#### [Set exercise 1]
Retype the Wan 2.6 multi-shot guide word for word, everything from "Over the last" down to "fix it fast.".
#### [Set exercise 2]
Extend the Wan 2.6 multi-shot guide from the point where it stops, picking up after its last line.

#### [Page excerpt]
Wan 2.6 Multi-shot Storytelling: Shot List + Prompt Formula + Reference Video Workflow

Over the last month I've been testing Wan 2.6's multi‑shot prompt flow to see if I can keep characters, lighting, and on‑screen text consistent across a short sequence. If you've been looking for a clear, repeatable way to write a Wan 2.6 multi shot prompt that actually holds together, this is my field guide. I'll show my steps, the phrases I reuse, and where multi‑shot breaks so you can fix it fast.

What Is Wan 2.6 Multi-shot Video?

Multi‑shot video generation in Wan 2.6 lets you define several sequential shots in one project so the model tries to maintain character identity, wardrobe, lighting, and set dressing across cuts. Think of it as story blocks: Shot 1 (establish), Shot 2 (action), Shot 3 (reaction/CTA). Instead of a single, pretty clip, you get a small scene with continuity.

What it's not: it's not perfect continuity. No model is. Diffusion models sample frames from noise using a guidance signal (CFG/guidance scale) and a seed. If the seed changes or the prompt drifts, small features wander, typography, earrings, even a logo angle. So the job is to give the model rails: a shot list, connected prompts, and, when needed, a reference image or reference video.

Where Wan 2.6 is strong in my tests: facial stability over 2–4 shots, consistent wardrobe colors, and lighting direction when I explicitly lock it. Where it's fragile: precise text on props (labels, screen UIs) and tiny brand marks. For marketing work, I treat the sequence as the canvas and the final frame text as a compositing step in editing if it won't hold.

Planning Your Shot List

Before I ever write a Wan 2.6 multi shot prompt, I sketch the sequence on paper. It sounds slow: it makes the generation faster. Here's how I block it.

Story Structure (Beginning–Middle–End)

#### [Record list]
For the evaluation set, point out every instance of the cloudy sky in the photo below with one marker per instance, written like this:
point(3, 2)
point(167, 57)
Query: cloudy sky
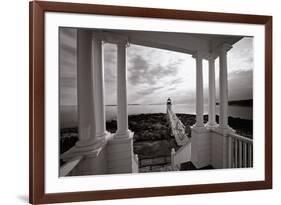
point(156, 74)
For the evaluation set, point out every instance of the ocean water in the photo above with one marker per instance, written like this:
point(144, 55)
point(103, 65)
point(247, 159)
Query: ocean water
point(68, 114)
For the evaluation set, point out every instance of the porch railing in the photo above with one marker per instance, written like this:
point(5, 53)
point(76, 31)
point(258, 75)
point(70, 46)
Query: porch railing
point(240, 151)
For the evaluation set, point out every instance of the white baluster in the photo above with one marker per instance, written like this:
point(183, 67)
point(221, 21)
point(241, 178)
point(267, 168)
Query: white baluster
point(240, 154)
point(230, 152)
point(250, 155)
point(244, 154)
point(236, 154)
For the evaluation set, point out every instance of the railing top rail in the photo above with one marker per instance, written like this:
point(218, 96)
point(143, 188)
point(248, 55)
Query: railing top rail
point(239, 137)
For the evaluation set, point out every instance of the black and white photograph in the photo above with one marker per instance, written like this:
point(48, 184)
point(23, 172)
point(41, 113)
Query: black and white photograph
point(148, 101)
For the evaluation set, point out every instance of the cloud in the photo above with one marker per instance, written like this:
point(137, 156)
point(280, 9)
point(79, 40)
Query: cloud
point(142, 72)
point(240, 85)
point(149, 90)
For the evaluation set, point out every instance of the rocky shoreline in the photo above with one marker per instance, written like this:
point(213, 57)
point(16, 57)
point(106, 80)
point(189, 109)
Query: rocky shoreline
point(152, 139)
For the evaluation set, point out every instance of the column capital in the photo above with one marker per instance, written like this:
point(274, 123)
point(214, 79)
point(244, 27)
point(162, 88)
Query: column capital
point(98, 36)
point(211, 57)
point(116, 38)
point(198, 55)
point(225, 47)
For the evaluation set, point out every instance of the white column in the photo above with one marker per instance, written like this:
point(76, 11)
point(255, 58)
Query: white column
point(199, 91)
point(122, 113)
point(223, 81)
point(212, 93)
point(86, 113)
point(98, 84)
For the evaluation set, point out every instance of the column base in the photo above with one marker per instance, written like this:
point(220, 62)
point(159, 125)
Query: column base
point(198, 128)
point(91, 147)
point(200, 146)
point(123, 134)
point(121, 155)
point(210, 125)
point(224, 130)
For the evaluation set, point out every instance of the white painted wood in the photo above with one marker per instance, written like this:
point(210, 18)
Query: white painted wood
point(122, 112)
point(250, 155)
point(200, 147)
point(230, 151)
point(182, 155)
point(223, 83)
point(244, 154)
point(240, 154)
point(199, 91)
point(236, 154)
point(98, 83)
point(86, 113)
point(212, 93)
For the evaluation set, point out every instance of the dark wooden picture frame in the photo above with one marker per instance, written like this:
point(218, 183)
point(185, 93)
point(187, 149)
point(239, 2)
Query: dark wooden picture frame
point(37, 10)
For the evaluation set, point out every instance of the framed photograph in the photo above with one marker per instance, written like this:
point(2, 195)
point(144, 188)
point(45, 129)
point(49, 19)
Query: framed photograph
point(140, 102)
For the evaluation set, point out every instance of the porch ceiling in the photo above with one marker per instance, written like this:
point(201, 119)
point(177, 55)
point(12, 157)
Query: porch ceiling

#### [Exercise result 1]
Over the last month I've been testing Wan 2.6's multi‑shot prompt flow to see if I can keep characters, lighting, and on‑screen text consistent across a short sequence. If you've been looking for a clear, repeatable way to write a Wan 2.6 multi shot prompt that actually holds together, this is my field guide. I'll show my steps, the phrases I reuse, and where multi‑shot breaks so you can fix it fast.

#### [Exercise result 2]
I keep it simple:

Beginning (setup): Where are we? Who are we with? What's the mood? 2–3 seconds.
Middle (action/change): Product use, a key gesture, or a reveal. 3–5 seconds.
End (reaction/CTA): Expression, result, or text overlay. 2–3 seconds.

Shot Types (Wide, Medium, Close)

Shot 1: Wide to establish space and lighting direction. I state the key light position in words: "warm key light from camera left, soft practicals in background."
Shot 2: Medium for action. Keep the camera on the same side to preserve screen direction.
Shot 3: Close for emotion or details. I repeat wardrobe and prop descriptors exactly.

These labels matter because the model maps "wide/medium/close" to framing patterns. Consistency language reduces drift.

Shot List Template

I keep a compact template I can paste into Wan 2.6:

Shot 1 (2s): Wide. Location, time of day, lighting direction, wardrobe summary, character name.
Shot 2 (3s): Medium. Action verb, hands/props, same lighting direction, camera movement.
Shot 3 (2s): Close. Expression, the most important object, background blur level, CTA.

Example shot list for a coffee ad:

Shot 1: Wide, sunlit kitchen, morning. Warm key from left, cool fill from window. Character: "Mia, late‑20s, curly brown bob, olive sweater."
Shot 2: Medium. Mia pours coffee into a glass mug: steam visible. Same lighting: slow push‑in.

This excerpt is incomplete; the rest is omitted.